SUPPLIED TEXT:
══════

In the “Document on Human Fraternity for World Peace and Living Together,” which Pope Francis signed with the grand imam of Al-Azhar in 2019, we read that “the concept of citizenship is based on the equality of rights and duties, under which we enjoy justice” so that “It is therefore crucial to establish in our societies the concept of full citizenship.”

What is full citizenship? It is the opposite of whatever “engenders feelings of isolation and inferiority.” Full citizenship is a circumstance in which none of us is above or below another, one where we stand side-by-side with one another, looking each other in the eye. When I enjoy full citizenship and you enjoy full citizenship we encounter one another as equals.

We should note that this language is also rather ordinary inside the Catholic Church. The language of an “equality of rights and duties” is a near-quotation from Pope John’s encyclical “Pacem in Terris.Such discussion of equality and rights also might lead one to think of the tradition of political liberalism from John Locke to John Rawls, or the sort of politics we take for granted in modern states like the ones where we live.

Most modern constitutional states today describe themselves as republics. Such republics sound as though they have a lot in common with Catholic social teaching. They do.

But listen here to another voice—that of Philip Pettit, a social and political theorist who was not writing about anything having to do with the Catholic Church:

…freedom is seen in the republican tradition as a status that exists only under a suitable legal regime…. [T]he laws create the freedom that citizens share…. For republicans, a person is made unfree by the fact that others have an arbitrary power of interference over them…. [F]reedom requires the non-existence, not just the non-exercise, of such a power.

Mr. Pettit’s Republicanism: A Theory of Freedom and Government is one of the definitive books about republican political theory. And what he seems to say is that a republic depends on laws that establish freedom among citizens, and freedom depends on equality. We each must be full citizens, a principle Mr. Pettit put this way: “each is to count for one, none for more than one.”

══════

Coordinate annotation records:
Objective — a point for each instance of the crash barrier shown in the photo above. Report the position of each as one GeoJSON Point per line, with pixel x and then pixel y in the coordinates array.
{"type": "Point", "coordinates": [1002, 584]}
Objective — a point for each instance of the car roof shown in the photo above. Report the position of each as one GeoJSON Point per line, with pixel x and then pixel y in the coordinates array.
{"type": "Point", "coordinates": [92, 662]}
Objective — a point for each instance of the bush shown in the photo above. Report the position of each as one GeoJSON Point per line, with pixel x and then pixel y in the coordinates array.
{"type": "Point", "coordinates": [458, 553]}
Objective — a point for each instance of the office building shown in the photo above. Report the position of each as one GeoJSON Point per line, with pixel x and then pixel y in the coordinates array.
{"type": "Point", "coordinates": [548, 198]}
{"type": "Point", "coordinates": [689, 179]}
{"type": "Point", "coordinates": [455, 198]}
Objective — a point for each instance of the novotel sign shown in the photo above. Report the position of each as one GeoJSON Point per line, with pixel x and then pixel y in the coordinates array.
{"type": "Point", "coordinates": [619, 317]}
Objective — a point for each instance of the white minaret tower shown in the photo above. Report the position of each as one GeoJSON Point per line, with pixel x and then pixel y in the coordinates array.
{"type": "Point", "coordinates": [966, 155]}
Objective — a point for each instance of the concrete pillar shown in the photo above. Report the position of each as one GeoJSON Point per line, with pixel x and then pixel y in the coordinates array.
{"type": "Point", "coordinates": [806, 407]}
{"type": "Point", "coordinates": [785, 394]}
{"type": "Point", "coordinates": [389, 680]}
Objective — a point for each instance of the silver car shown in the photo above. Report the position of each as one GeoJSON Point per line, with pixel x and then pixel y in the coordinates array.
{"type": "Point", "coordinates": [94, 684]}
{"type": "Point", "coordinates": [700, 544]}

══════

CHALLENGES:
1 - In the passage on full citizenship, which book by Philip Pettit is called one of the definitive books about republican political theory?
2 - Quote the passage on full citizenship between "We should note" and "teaching. They do.", inclusive.
3 - Write what comes next in the passage on full citizenship, picking up after its final sentence.

TASK ANSWERS:
1 - Republicanism: A Theory of Freedom and Government

2 -
We should note that this language is also rather ordinary inside the Catholic Church. The language of an “equality of rights and duties” is a near-quotation from Pope John’s encyclical “Pacem in Terris.Such discussion of equality and rights also might lead one to think of the tradition of political liberalism from John Locke to John Rawls, or the sort of politics we take for granted in modern states like the ones where we live.

Most modern constitutional states today describe themselves as republics. Such republics sound as though they have a lot in common with Catholic social teaching. They do.

3 -
Another contemporary republican writer, Charles McIlwain, put it this way: “The state, as a bearer of rights, is the whole of the citizens… it is no abstraction apart from the people, and therefore these rights inhere in the people themselves, and what is more, in each of them individually…. And what was thus true of rights was equally true of duties.” That language about rights and duties echoes the Document on Human Fraternity, itself an echo of a much deeper republican history. But we also hear again the fundamental equality in which citizenship and freedom are rooted.

What I am describing is the republican political tradition, which is similar to the liberal tradition we are more familiar with but has important differences. Liberalism is individualist. It is based on self-interest. The heart of liberalism is its expectation of private property: Liberalism assumes I can keep what’s mine from you. A republic also is a free state, yet it is not individualist. Private property certainly may exist in a republic, but a republic is oriented more toward the common good, toward the good of the community.

Most modern constitutional states today describe themselves as republics. Such republics sound as though they have a lot in common with Catholic social teaching. They do.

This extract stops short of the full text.